EXCERTO DA PÁGINA:
○ ○ ○ ○ ○ ○ ○

Entrevista de Jaime Nogueira Pinto ao jornal i de hoje. JNP é um dos poucos que fala sobre o nosso passado histórico, anterior a 25 de Abril de 1974 de um ponto de vista crítico da visão que a Esquerda nos deu ao longo de décadas.
Na entrevista, aliás, repete uma ideia que tenho procurado passar por aqui, no que escrevo: "no fim do Estado Novo a batalha cultural já estava ganha pela esquerda, toda esta gente já era resistente há muito tempo, parecia que tinha o poder."
Imagem da revista Cinéfilo de 6.4.1974
Exactamente. Imediatamente antes de 25 de Abril de 1974 houve um concerto no Coliseu que juntou alguns lídimos esquerdistas da canção popular portuguesa, os então chamados "baladeiros", como Manuel Freire e os comunistas encartados já nessa altura, misturados com os syrizas avant la lettre, como um José Afonso e Fausto. Só faltou um outro, José Mário Branco , fugido em Paris e mais outro, Sérgio Godinho, mas mesma situação. Meses depois cantavam já o poder popular...
Quase já em cima de 25 de Abril de 1974 a Esquerda já dominava efectivamente o palco das ideias gerais. O que se passou a seguir, nos meses e anos que vieram, foi apenas a consolidação da ideologia difusa da igualdade, da luta política ideologicamente marcada pela Esquerda, com a aceitação geral de ideia de democracia que admite uma extrema-esquerda totalitária e simultaneamente a rejeição figadal de uma extrema-direita, diabolizada e proscrita.
Esse fenómeno é o exemplo mais relevante dessa ideia particular de democracia que hoje subsiste e é exclusivamente uma contribuição da Esquerda, tal como o foi a promessa constitucional que vigorou durante mais de dez anos de que éramos um país a caminho de uma sociedade sem classes.
A Esquerda conseguiu de tal modo dominar o discurso vigente que passamos a designar como "colónias" o que dantes era apenas conhecido como "províncias ultramarinas" e "guerra colonial" o que era apresentado naturalmente, na única tv, como "guerra do ultramar". Foram essas algumas das expressões que conseguiram permanecer incólumes até ao 25 de Abril, porém logo mudadas no dia seguinte, por influência dessa mesma Esquerda vencedora.

○ ○ ○ ○ ○ ○ ○

TAREFAS:
(1) Segundo o excerto da página, em que sala decorreu o concerto realizado imediatamente antes de 25 de Abril de 1974?
(2) Extraia do excerto da página o trecho que começa nas palavras "A Esquerda conseguiu" e termina após "mesma Esquerda vencedora.".

AMOSTRA DE DADOS:
○ ○ ○ ○ ○ ○ ○

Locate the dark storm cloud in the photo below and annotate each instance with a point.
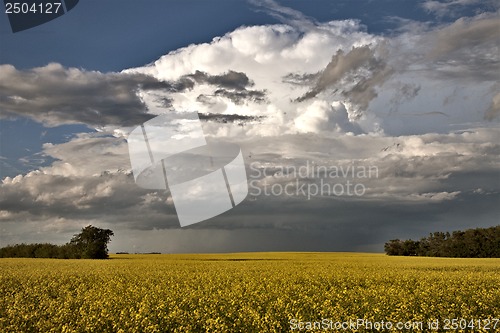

○ ○ ○ ○ ○ ○ ○

LISTA DE RESPOSTAS:
(1) No Coliseu.

(2)
A Esquerda conseguiu de tal modo dominar o discurso vigente que passamos a designar como "colónias" o que dantes era apenas conhecido como "províncias ultramarinas" e "guerra colonial" o que era apresentado naturalmente, na única tv, como "guerra do ultramar". Foram essas algumas das expressões que conseguiram permanecer incólumes até ao 25 de Abril, porém logo mudadas no dia seguinte, por influência dessa mesma Esquerda vencedora.